[Coordinate annotation entries]
▶

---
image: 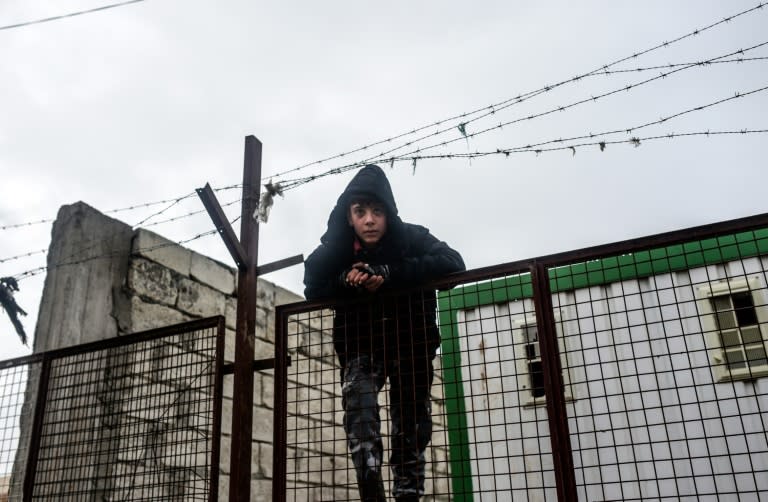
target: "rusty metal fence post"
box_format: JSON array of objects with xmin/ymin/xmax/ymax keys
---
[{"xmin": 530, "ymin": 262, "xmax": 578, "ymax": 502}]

◀
▶

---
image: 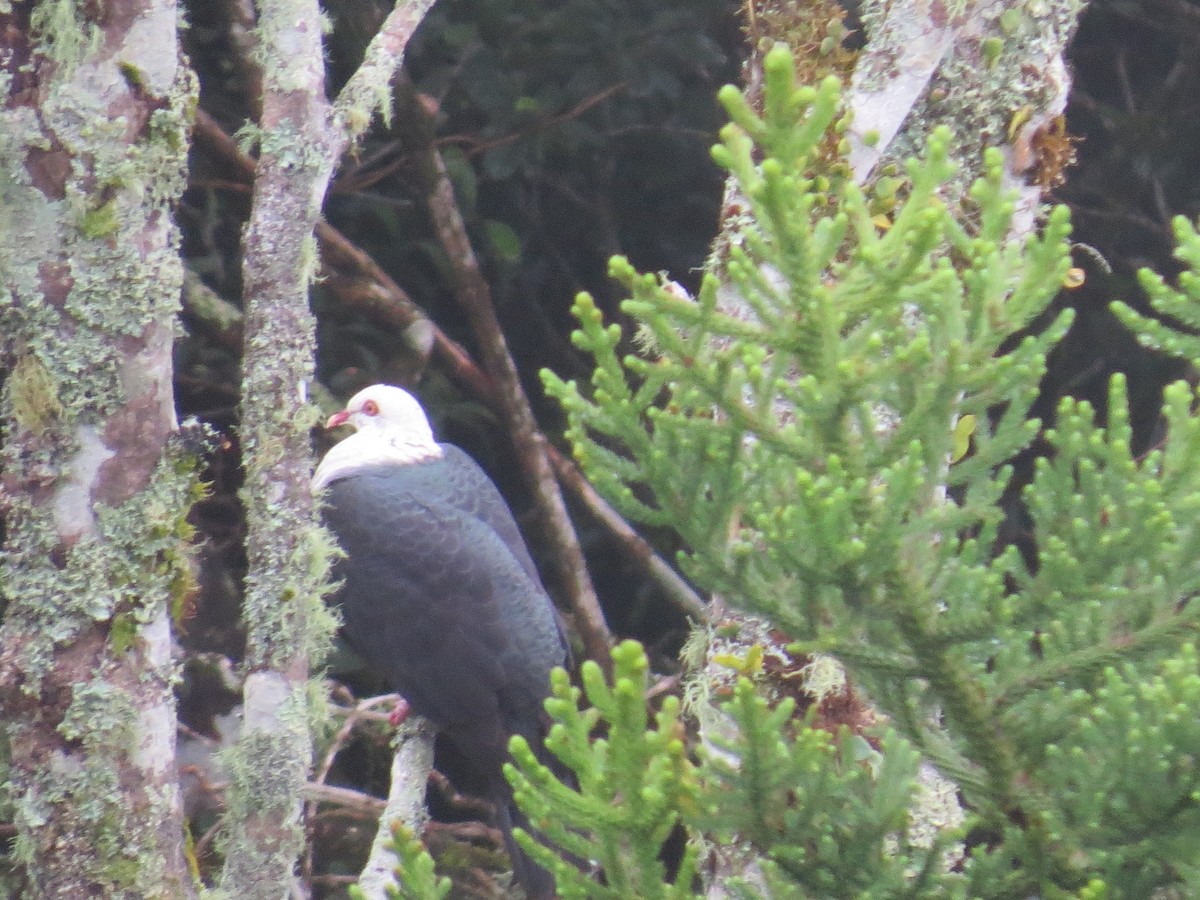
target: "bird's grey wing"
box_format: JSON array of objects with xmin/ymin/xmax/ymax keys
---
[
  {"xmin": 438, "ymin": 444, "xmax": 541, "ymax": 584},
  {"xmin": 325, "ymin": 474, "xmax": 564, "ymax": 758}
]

◀
▶

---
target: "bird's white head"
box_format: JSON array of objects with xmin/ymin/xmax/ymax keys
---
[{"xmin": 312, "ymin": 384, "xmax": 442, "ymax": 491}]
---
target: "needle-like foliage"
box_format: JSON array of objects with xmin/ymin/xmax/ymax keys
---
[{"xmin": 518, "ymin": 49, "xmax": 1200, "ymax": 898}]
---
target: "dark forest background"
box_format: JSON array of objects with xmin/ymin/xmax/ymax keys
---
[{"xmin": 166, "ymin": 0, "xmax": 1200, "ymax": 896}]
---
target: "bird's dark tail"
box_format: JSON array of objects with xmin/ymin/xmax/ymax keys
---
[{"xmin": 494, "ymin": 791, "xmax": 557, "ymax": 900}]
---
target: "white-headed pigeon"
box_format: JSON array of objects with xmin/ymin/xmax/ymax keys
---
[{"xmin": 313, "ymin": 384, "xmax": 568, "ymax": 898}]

◀

• **WHAT TO DO**
Locate every line in the data above that contains the string "bird" and copy each of those lines in full.

• **FULL OUTPUT**
target: "bird's grey wing"
target: "bird's white head"
target: "bird's dark tail"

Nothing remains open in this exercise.